Natural-language object grounding data:
-- Opening Marker --

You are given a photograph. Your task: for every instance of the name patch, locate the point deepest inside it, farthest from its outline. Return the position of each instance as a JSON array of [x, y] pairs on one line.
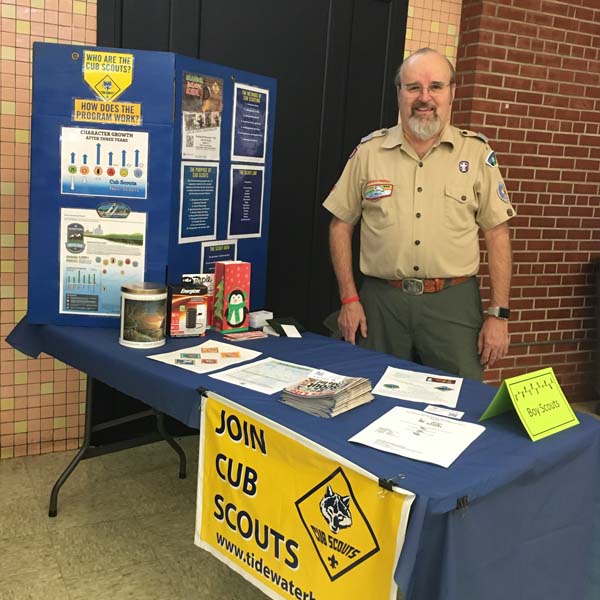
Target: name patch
[[375, 190]]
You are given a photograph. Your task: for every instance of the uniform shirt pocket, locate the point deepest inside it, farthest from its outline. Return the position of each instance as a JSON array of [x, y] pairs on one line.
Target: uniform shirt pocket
[[379, 213], [459, 206]]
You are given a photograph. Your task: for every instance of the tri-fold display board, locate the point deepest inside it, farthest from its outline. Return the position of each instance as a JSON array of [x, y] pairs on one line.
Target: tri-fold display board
[[144, 166]]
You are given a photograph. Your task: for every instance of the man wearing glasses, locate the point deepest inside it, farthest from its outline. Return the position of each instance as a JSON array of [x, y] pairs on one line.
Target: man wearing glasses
[[422, 190]]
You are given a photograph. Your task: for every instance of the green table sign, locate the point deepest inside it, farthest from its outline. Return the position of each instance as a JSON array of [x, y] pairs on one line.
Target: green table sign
[[539, 402]]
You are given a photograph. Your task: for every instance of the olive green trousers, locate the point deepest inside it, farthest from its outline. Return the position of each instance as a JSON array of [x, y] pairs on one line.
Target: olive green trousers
[[439, 329]]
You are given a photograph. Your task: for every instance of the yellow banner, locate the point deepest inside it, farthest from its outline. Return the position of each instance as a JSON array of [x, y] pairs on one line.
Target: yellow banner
[[290, 516], [115, 113], [109, 74]]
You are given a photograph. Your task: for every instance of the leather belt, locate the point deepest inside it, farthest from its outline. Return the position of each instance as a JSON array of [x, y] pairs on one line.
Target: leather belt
[[416, 287]]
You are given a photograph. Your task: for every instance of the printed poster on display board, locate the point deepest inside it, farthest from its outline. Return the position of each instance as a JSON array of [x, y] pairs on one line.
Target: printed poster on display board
[[246, 201], [104, 162], [99, 254], [202, 107], [198, 202], [250, 116]]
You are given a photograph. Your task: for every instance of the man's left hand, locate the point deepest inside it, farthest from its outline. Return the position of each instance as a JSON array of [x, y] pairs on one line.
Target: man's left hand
[[492, 344]]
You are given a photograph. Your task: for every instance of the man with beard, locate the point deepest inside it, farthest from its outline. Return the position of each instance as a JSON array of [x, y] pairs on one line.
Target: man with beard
[[422, 190]]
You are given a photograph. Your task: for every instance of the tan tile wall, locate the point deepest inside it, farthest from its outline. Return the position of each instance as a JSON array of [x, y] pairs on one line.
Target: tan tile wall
[[41, 400], [433, 24]]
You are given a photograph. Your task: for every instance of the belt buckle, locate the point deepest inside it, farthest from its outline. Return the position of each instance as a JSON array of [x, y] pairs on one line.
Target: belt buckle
[[412, 286]]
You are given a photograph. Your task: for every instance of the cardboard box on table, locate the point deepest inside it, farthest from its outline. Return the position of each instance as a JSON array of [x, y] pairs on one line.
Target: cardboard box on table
[[232, 296], [108, 166]]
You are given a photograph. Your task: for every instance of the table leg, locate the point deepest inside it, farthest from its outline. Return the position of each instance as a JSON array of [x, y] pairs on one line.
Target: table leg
[[160, 425], [87, 436]]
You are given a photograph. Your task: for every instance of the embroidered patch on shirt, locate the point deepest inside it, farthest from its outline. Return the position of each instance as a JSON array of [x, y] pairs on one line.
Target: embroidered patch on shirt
[[491, 160], [502, 192], [376, 190]]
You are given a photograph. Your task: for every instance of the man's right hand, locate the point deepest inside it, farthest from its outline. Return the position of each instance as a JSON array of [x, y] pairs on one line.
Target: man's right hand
[[352, 317]]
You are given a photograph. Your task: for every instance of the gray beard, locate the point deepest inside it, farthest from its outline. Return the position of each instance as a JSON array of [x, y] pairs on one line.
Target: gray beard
[[424, 129]]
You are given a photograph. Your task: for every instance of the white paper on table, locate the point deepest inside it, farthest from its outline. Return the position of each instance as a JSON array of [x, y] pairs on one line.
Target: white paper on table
[[444, 412], [268, 375], [419, 435], [290, 330], [419, 387], [220, 348]]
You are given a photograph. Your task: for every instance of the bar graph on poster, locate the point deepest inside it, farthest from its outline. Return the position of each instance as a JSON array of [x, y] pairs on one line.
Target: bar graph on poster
[[97, 256]]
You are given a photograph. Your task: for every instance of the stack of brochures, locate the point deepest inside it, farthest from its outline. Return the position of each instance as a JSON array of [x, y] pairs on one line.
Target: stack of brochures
[[326, 394]]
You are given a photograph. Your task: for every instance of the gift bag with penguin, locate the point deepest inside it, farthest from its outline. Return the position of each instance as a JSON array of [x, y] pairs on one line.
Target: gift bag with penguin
[[232, 295]]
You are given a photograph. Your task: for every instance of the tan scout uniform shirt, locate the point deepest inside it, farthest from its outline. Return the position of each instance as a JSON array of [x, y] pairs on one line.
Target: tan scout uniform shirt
[[420, 217]]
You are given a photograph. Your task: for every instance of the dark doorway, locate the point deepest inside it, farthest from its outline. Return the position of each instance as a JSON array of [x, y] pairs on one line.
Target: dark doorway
[[334, 62]]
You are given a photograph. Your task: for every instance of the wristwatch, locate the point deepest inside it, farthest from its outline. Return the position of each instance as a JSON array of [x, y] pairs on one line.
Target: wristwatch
[[499, 311]]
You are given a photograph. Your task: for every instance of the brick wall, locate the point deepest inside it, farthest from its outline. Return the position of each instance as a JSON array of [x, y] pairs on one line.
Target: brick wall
[[529, 78]]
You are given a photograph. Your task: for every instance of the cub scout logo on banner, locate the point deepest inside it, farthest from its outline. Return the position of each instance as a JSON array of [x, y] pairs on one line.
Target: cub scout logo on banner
[[295, 519], [376, 190], [109, 74]]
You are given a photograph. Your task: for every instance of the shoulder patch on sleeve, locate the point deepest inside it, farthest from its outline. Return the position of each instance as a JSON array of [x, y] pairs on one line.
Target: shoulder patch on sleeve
[[374, 134], [476, 134]]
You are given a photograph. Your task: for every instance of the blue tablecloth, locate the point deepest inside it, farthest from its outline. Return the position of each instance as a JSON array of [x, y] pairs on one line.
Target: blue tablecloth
[[530, 526]]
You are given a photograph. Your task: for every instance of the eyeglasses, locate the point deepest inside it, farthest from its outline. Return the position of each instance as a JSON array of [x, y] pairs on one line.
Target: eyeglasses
[[414, 89]]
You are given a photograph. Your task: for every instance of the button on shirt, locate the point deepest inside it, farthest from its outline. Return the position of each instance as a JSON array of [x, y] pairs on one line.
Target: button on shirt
[[421, 216]]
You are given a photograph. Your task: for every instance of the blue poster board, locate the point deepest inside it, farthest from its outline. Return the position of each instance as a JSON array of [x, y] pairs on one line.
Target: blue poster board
[[131, 162]]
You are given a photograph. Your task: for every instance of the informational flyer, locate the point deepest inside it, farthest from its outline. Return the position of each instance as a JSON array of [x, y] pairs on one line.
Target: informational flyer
[[267, 376], [198, 202], [104, 162], [202, 107], [418, 435], [99, 254], [250, 116], [246, 201], [213, 252], [419, 387]]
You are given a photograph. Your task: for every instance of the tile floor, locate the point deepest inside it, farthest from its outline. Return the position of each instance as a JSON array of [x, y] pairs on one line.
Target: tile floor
[[124, 530]]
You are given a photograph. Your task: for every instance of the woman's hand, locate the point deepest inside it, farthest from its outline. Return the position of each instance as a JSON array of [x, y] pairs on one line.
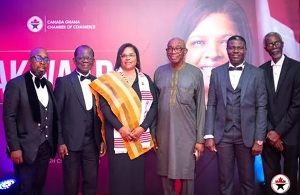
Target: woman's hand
[[136, 133], [125, 133]]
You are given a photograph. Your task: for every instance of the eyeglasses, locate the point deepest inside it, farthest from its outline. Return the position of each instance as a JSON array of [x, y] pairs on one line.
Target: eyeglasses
[[239, 48], [276, 44], [176, 49], [39, 58], [83, 58], [126, 56]]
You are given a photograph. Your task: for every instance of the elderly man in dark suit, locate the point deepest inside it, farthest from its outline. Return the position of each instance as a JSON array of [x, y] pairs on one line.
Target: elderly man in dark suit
[[236, 117], [80, 140], [30, 121], [283, 86]]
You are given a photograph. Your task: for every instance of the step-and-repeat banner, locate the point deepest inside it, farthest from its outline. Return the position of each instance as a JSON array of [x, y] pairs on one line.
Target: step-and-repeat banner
[[62, 25]]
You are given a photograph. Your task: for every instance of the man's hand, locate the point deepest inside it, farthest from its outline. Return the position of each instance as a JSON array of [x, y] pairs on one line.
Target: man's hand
[[155, 145], [16, 157], [273, 136], [210, 144], [198, 150], [102, 149], [136, 133], [62, 151], [256, 149], [279, 145]]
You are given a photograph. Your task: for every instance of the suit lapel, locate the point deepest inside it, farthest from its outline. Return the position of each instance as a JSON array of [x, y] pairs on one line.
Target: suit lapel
[[32, 97], [77, 88], [94, 100], [270, 79], [246, 75], [283, 72], [224, 77]]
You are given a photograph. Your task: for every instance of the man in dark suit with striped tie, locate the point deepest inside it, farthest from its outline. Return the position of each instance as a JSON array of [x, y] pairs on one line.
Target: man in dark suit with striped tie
[[30, 121], [236, 117], [283, 86], [80, 141]]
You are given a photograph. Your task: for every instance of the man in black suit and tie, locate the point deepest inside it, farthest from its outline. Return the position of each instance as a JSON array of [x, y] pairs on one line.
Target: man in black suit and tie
[[283, 86], [236, 117], [30, 121], [80, 141]]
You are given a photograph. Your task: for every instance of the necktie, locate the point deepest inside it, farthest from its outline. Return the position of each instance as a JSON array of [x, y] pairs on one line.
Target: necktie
[[85, 77], [235, 68], [40, 82]]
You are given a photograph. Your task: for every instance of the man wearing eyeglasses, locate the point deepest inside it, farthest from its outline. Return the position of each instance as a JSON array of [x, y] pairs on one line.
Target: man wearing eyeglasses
[[283, 86], [30, 121], [80, 141], [236, 116], [180, 122]]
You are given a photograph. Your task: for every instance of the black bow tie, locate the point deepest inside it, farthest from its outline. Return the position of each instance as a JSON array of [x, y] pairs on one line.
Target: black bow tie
[[40, 82], [235, 68], [85, 77]]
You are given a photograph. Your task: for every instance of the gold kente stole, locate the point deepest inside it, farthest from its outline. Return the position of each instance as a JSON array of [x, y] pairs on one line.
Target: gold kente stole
[[127, 107]]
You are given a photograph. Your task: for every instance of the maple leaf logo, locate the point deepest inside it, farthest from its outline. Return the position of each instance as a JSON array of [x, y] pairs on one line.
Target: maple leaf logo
[[280, 180]]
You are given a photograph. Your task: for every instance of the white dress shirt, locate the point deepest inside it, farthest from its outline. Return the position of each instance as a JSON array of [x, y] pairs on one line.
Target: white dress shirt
[[41, 92], [276, 70], [87, 94], [235, 75]]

-- Closing Marker --

* TASK DIRECTIONS: The required answer is the run of lines above, starting at the line with "Target: maple leaf logo" and ending at the line with "the white dress", reproduced exactly with both ends.

* EXPECTED ANSWER:
Target: maple leaf logo
[[280, 180]]
You are given a photograph. Your task: for every instance of the white dress shirt, locate the point deepest inside it, farthest from its outline. Return the position of each instance as a JSON array of [x, y] pairs on one line.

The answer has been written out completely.